[ABOUT THIS EXERCISE]
Every entry below has to appear again in your reply, word for word, but no picture may.

START MATERIALS PROVIDED

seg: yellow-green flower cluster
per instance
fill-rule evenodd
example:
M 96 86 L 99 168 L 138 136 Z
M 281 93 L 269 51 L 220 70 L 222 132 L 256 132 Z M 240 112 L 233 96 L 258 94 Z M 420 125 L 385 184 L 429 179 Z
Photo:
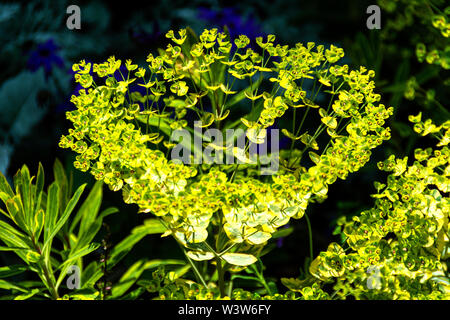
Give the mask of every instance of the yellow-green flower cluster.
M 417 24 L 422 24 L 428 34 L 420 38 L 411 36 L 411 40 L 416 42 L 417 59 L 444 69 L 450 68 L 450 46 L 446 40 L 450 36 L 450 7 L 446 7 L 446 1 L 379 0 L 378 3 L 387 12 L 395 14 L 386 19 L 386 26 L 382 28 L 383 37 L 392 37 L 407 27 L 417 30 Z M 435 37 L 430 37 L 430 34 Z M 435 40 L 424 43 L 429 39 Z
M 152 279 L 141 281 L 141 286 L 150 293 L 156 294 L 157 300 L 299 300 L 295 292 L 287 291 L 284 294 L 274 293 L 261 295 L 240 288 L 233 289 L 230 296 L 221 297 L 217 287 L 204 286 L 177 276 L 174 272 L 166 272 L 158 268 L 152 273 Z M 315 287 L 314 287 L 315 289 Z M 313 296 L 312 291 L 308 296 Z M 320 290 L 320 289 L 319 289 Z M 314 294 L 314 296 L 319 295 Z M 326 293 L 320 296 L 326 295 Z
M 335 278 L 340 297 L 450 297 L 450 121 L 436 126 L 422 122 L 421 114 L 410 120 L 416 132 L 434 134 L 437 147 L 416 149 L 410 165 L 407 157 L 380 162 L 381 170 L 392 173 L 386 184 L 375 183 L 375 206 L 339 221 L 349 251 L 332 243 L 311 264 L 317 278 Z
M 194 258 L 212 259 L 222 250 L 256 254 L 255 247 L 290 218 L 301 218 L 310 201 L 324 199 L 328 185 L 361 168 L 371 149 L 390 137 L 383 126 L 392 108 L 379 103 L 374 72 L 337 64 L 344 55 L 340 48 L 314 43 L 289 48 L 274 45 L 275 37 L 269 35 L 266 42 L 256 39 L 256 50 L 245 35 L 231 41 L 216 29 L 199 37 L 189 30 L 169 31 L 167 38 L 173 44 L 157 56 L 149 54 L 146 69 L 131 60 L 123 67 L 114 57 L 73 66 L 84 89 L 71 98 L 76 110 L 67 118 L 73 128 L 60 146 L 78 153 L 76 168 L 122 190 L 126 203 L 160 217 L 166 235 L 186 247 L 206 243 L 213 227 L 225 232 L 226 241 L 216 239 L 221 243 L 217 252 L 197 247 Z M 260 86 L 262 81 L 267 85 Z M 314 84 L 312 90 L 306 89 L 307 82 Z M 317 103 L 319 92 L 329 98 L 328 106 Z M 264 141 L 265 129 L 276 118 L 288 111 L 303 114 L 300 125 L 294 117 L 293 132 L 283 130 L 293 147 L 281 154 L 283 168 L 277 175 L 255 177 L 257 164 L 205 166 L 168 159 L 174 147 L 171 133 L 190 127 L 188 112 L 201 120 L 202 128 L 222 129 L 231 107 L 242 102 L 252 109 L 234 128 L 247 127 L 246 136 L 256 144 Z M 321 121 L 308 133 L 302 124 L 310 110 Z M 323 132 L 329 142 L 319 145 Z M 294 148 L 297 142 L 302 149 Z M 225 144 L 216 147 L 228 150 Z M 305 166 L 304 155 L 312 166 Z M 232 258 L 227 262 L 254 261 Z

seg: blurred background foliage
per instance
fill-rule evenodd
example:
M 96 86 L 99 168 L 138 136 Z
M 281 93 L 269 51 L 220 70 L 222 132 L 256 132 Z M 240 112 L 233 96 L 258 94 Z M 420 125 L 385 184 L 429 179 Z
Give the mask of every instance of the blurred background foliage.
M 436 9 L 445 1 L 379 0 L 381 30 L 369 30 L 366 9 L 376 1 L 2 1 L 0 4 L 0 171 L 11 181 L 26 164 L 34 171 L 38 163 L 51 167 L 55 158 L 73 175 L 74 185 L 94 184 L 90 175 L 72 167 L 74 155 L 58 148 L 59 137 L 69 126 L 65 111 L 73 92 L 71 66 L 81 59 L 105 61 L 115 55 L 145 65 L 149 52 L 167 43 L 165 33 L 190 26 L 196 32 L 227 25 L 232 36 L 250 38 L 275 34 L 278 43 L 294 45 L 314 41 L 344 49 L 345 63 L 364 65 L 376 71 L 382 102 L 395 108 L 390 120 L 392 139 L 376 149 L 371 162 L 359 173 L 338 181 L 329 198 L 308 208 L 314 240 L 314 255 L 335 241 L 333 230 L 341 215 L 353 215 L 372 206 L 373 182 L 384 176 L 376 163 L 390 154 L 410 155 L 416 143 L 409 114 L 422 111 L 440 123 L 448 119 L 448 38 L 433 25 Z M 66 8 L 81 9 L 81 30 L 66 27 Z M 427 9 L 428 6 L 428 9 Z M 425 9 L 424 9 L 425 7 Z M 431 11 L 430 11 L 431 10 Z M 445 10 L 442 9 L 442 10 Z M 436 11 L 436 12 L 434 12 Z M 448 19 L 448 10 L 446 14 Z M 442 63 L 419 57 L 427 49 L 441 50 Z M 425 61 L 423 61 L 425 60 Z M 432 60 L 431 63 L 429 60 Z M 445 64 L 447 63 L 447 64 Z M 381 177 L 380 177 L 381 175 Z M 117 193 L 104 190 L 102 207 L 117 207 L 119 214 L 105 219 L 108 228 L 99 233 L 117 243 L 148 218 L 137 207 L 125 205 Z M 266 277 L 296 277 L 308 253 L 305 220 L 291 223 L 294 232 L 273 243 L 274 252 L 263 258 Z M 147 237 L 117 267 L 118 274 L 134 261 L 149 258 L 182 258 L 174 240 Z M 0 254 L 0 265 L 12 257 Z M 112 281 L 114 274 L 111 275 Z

END MATERIALS PROVIDED

[PROBLEM SOLUTION]
seg: yellow-green flower cluster
per instance
fill-rule evenodd
example:
M 96 86 L 99 168 L 138 136 Z
M 281 93 L 269 51 L 220 70 L 222 132 L 256 132 Z M 240 112 L 233 96 L 258 94 Z M 420 125 L 385 184 L 429 179 Z
Photo:
Give the mask of every instance of the yellow-green flower cluster.
M 417 24 L 422 24 L 428 34 L 420 38 L 411 36 L 411 40 L 416 42 L 417 59 L 444 69 L 450 68 L 450 46 L 446 40 L 450 36 L 450 7 L 446 7 L 446 1 L 379 0 L 378 3 L 387 12 L 395 14 L 386 19 L 386 26 L 382 28 L 383 37 L 392 37 L 407 27 L 417 30 Z M 435 37 L 430 37 L 430 34 Z M 435 40 L 424 43 L 429 39 Z
M 152 279 L 141 281 L 141 286 L 150 293 L 156 294 L 157 300 L 299 300 L 295 292 L 287 291 L 284 294 L 274 293 L 261 295 L 240 288 L 233 289 L 230 296 L 221 297 L 217 287 L 204 286 L 177 276 L 174 272 L 166 272 L 158 268 L 152 273 Z M 315 287 L 314 287 L 315 289 Z M 313 296 L 312 291 L 308 296 Z M 320 290 L 320 289 L 319 289 Z M 314 294 L 314 296 L 319 295 Z M 326 293 L 320 296 L 326 295 Z
M 335 278 L 340 297 L 450 297 L 450 121 L 436 126 L 422 122 L 421 114 L 410 120 L 416 132 L 434 134 L 437 147 L 416 149 L 410 165 L 407 157 L 380 162 L 381 170 L 392 173 L 386 184 L 375 183 L 375 206 L 339 221 L 349 251 L 332 243 L 311 264 L 317 278 Z
M 194 258 L 212 259 L 222 250 L 256 254 L 255 247 L 290 218 L 301 218 L 310 201 L 324 199 L 328 185 L 361 168 L 371 149 L 390 137 L 383 126 L 392 108 L 379 103 L 374 72 L 337 64 L 344 55 L 340 48 L 314 43 L 289 48 L 274 45 L 275 37 L 269 35 L 266 42 L 256 39 L 256 50 L 245 35 L 231 41 L 216 29 L 199 37 L 189 30 L 169 31 L 167 38 L 173 44 L 157 56 L 149 54 L 146 69 L 131 60 L 123 67 L 114 57 L 73 66 L 84 89 L 71 98 L 76 110 L 67 118 L 73 128 L 60 146 L 78 153 L 76 168 L 122 190 L 126 203 L 160 217 L 166 235 L 186 247 L 206 243 L 213 227 L 225 232 L 226 241 L 216 239 L 221 243 L 217 252 L 197 247 Z M 260 86 L 262 81 L 267 85 Z M 314 84 L 312 90 L 306 89 L 307 82 Z M 317 103 L 319 92 L 329 98 L 328 106 Z M 264 141 L 265 129 L 276 118 L 288 111 L 303 114 L 300 125 L 294 117 L 293 132 L 283 130 L 293 147 L 281 154 L 283 168 L 277 175 L 255 177 L 257 164 L 205 166 L 168 159 L 174 147 L 171 133 L 190 127 L 188 112 L 201 120 L 202 128 L 222 129 L 231 107 L 242 102 L 252 109 L 234 128 L 247 127 L 246 136 L 256 144 Z M 321 121 L 308 133 L 302 124 L 310 110 Z M 323 132 L 329 142 L 319 145 Z M 294 148 L 297 142 L 302 149 Z M 225 144 L 216 147 L 228 150 Z M 305 166 L 304 155 L 312 166 Z M 232 258 L 227 262 L 254 261 Z

seg: blurred background foliage
per instance
fill-rule evenodd
example:
M 96 86 L 99 168 L 138 136 Z
M 281 93 L 269 51 L 220 70 L 222 132 L 256 132 Z M 240 112 L 233 96 L 258 94 Z M 420 125 L 385 184 L 429 179 Z
Give the mask of every instance of the blurred background foliage.
M 436 9 L 445 1 L 379 0 L 381 30 L 369 30 L 366 9 L 376 1 L 2 1 L 0 4 L 0 171 L 11 181 L 26 164 L 34 171 L 38 163 L 51 167 L 55 158 L 73 175 L 74 185 L 94 184 L 90 175 L 72 167 L 74 155 L 58 148 L 59 137 L 69 126 L 65 111 L 73 92 L 71 66 L 81 59 L 105 61 L 115 55 L 145 65 L 149 52 L 167 43 L 165 33 L 190 26 L 196 32 L 227 25 L 232 36 L 250 38 L 275 34 L 278 43 L 294 45 L 314 41 L 344 49 L 345 63 L 364 65 L 376 71 L 382 102 L 395 108 L 390 120 L 392 139 L 376 149 L 371 162 L 359 173 L 338 181 L 329 198 L 308 208 L 314 240 L 314 255 L 335 241 L 333 230 L 341 215 L 353 215 L 372 206 L 373 182 L 384 176 L 376 163 L 390 154 L 410 155 L 416 143 L 409 114 L 422 111 L 440 123 L 448 119 L 448 38 L 433 25 Z M 66 8 L 81 9 L 81 30 L 66 27 Z M 427 9 L 428 6 L 428 9 Z M 425 9 L 424 9 L 425 7 Z M 431 11 L 430 11 L 431 10 Z M 445 10 L 442 9 L 442 10 Z M 436 11 L 436 12 L 434 12 Z M 448 19 L 448 10 L 446 14 Z M 442 63 L 419 57 L 427 49 L 441 50 Z M 425 61 L 423 61 L 425 60 Z M 432 60 L 431 63 L 429 60 Z M 445 64 L 447 63 L 447 64 Z M 381 177 L 380 177 L 381 175 Z M 117 193 L 104 190 L 102 207 L 117 207 L 119 214 L 105 219 L 108 228 L 99 233 L 117 243 L 148 218 L 137 207 L 125 205 Z M 266 277 L 296 277 L 308 253 L 305 220 L 291 223 L 294 232 L 273 243 L 274 252 L 263 258 Z M 147 237 L 117 267 L 118 274 L 134 261 L 149 258 L 182 258 L 174 240 Z M 0 254 L 0 265 L 12 257 Z M 112 281 L 114 274 L 111 275 Z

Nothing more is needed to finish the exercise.